* Exercise requirements *
Output all the records word for word. Drop the pictures.

* Dataset entries *
[Start of section]

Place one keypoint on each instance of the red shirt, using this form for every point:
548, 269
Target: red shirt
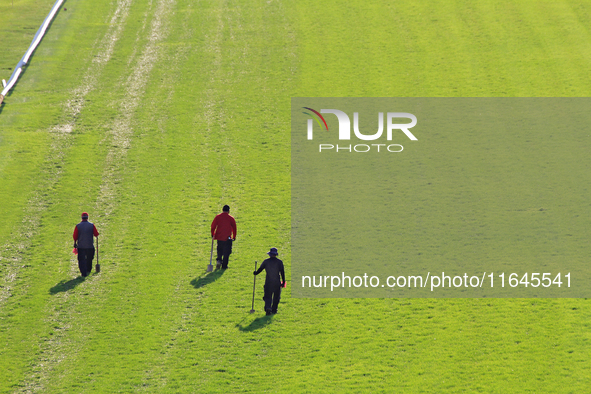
223, 226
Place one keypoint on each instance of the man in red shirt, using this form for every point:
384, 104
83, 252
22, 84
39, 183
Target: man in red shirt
83, 240
223, 229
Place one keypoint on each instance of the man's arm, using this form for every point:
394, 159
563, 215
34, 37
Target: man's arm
282, 272
262, 267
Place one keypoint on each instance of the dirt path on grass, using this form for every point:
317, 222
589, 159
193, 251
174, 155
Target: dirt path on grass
118, 139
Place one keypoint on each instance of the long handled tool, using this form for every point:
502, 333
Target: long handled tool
253, 287
97, 267
210, 267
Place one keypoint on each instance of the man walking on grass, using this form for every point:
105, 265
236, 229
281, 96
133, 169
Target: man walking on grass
223, 229
84, 242
273, 283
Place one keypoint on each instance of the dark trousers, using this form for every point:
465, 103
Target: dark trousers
224, 252
272, 296
85, 257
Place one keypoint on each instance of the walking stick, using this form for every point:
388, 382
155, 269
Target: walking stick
97, 268
210, 267
253, 287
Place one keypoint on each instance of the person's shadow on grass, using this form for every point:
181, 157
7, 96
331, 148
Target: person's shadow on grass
207, 279
66, 285
257, 323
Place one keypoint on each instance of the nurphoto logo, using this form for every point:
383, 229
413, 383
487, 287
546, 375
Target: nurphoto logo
345, 130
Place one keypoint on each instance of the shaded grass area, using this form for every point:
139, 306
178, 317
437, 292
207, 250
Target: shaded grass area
212, 127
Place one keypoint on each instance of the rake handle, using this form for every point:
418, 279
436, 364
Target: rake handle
254, 285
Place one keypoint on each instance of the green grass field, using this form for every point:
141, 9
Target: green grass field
150, 115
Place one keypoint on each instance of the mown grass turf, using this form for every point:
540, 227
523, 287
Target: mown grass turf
190, 110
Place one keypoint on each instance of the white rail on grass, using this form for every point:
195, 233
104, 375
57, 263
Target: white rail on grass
19, 67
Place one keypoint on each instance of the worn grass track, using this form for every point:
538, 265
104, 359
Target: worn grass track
153, 114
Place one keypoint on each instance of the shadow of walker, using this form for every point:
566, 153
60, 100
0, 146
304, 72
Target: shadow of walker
66, 285
257, 323
207, 279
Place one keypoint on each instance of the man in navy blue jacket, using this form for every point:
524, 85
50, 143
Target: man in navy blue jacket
84, 242
273, 283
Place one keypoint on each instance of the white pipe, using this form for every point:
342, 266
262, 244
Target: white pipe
40, 33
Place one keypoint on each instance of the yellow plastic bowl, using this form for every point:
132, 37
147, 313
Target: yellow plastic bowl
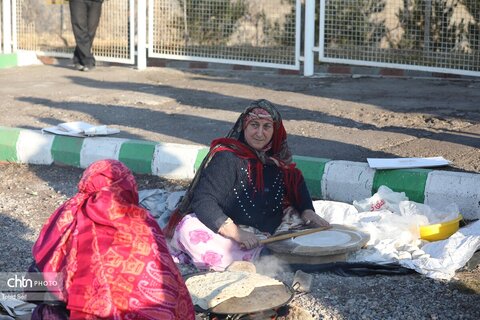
440, 231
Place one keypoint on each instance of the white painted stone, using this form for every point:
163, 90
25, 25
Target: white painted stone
445, 187
34, 147
346, 181
94, 149
175, 161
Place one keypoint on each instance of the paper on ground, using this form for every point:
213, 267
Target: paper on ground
80, 129
401, 163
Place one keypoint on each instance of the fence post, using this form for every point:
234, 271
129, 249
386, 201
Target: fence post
309, 37
7, 26
142, 34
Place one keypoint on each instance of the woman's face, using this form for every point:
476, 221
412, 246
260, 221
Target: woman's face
258, 133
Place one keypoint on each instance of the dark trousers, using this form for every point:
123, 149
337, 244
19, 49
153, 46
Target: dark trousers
85, 16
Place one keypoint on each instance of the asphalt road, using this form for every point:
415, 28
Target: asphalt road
340, 118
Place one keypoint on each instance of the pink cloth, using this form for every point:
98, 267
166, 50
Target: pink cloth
207, 249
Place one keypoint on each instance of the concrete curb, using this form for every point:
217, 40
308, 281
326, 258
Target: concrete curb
343, 181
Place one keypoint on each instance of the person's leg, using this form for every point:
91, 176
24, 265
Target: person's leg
78, 14
94, 14
207, 249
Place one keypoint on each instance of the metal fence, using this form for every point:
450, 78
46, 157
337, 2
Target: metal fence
249, 32
425, 35
46, 28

[End of section]

* Completed task *
Place one keypoint on each instance of the red shirt, using this form for every point:
548, 269
Target: red shirt
223, 226
Place one keypoint on each instance of the man in red shirt, using this form for every point:
384, 104
83, 252
22, 84
39, 183
Target: man in red shirt
83, 240
223, 229
Place one keypoint on each instance of the man's arm, using this form for every point:
394, 159
563, 215
34, 37
Target: man's arm
282, 272
262, 267
Place one keypoint on each instance of the dirt path on grass, using this form for every point:
317, 222
589, 159
193, 251
174, 155
Target: dirt path on grass
118, 139
Place one keypoint on each instance of the long handled tool, using this form for every point:
502, 333
Target: long handled tool
253, 287
97, 267
210, 267
Place one keypoint on each instance of the man walking on grass, using this form for every point:
105, 265
236, 229
281, 96
133, 169
Target: man walking on grass
223, 229
84, 242
273, 283
Place one keypoint on each instance of the dark trousers, using this form for every point:
465, 103
Target: dark trousers
224, 252
272, 296
85, 257
Place one keypoint on each instance of the walking stick, using this form for every point:
388, 382
155, 269
Target: walking stick
97, 268
210, 267
253, 287
Place one keypoint on each instance of the person's shadow on grass, using this form for every point:
181, 157
7, 96
331, 148
Target: person's shadow on grass
207, 279
66, 285
257, 323
Place one keypoint on each instance of the nurphoto logo, using this form for every point:
383, 229
413, 383
487, 287
546, 375
Target: nurphoto logo
345, 130
Place one keypoint on each instance of the shaded grass area, using this form for every point:
139, 306
178, 317
437, 292
207, 250
Target: shaded grass area
212, 127
Place one keypoint on each instance of the rake handle, using this form for every point:
418, 279
436, 364
Target: rake handle
254, 285
Place one keypoint on each instance of the green grass field, using this form for every point:
141, 9
Target: green grass field
150, 115
Place one keypoint on each instance of the mown grass turf, using this form for every point:
540, 227
523, 287
Target: mown grass turf
190, 110
Place one keypoint on each instance of the white rail on grass, using this form for every point:
195, 233
104, 375
57, 263
Target: white rail on grass
19, 67
Place one keypoint on each instance of the worn grass track, using this form for every point:
538, 265
104, 359
Target: worn grass track
153, 114
Place one keypoint on each instance of the shadow of walker, using this form for every point:
566, 153
60, 100
0, 146
304, 72
Target: shadow of walker
66, 285
257, 323
207, 279
Place one keypoint on each instance of the man in navy blue jacket, using this form for every point:
524, 85
50, 143
Target: man in navy blue jacket
84, 242
273, 283
Place one keypoint on each instance of the white pipe, using this form for every point:
342, 266
262, 244
Target: white pipe
40, 33
Place one keypoint on each instance of the yellow plastic bowl, using this form for every point:
132, 37
147, 313
Target: yellow plastic bowl
440, 231
Place one keypoint on each instance of the white painted stone, using this form for every point:
163, 90
25, 25
Target: white painted stone
445, 187
34, 147
346, 181
94, 149
175, 161
Place one keypoint on each instance of the paper on ground, using this form for every point:
213, 267
Target: paper on ground
80, 129
401, 163
Place one keypoint on each instance of the fence post, using this form for every point:
234, 271
129, 249
386, 201
Target: fence post
309, 37
7, 26
142, 34
Place one keypoint on each instance of the woman's face, using this form for every point:
476, 221
412, 246
260, 221
Target: woman's face
258, 133
Place one keypoint on each instance of the dark trousers, using this form for every point:
123, 149
337, 244
19, 49
153, 46
Target: dark trousers
85, 16
Place one keypoint on each instance of the asphalt road, using this form for every point:
415, 28
Target: asphalt road
340, 118
Place one keypoint on each instance of the pink cloth, using this form for every point:
98, 267
166, 50
Target: pink cloth
207, 249
Place one keypoint on each instance of the concrete curb, using this form for every point:
217, 40
308, 281
326, 258
Target: concrete curb
343, 181
Place one keypoint on each instance of the person's leg, using this form for every point:
91, 176
24, 265
Target: person's leg
78, 14
94, 14
207, 249
Place one keypoint on each instance of the metal fence, using this form for every point:
450, 78
46, 157
337, 2
Target: metal fence
249, 32
425, 35
46, 28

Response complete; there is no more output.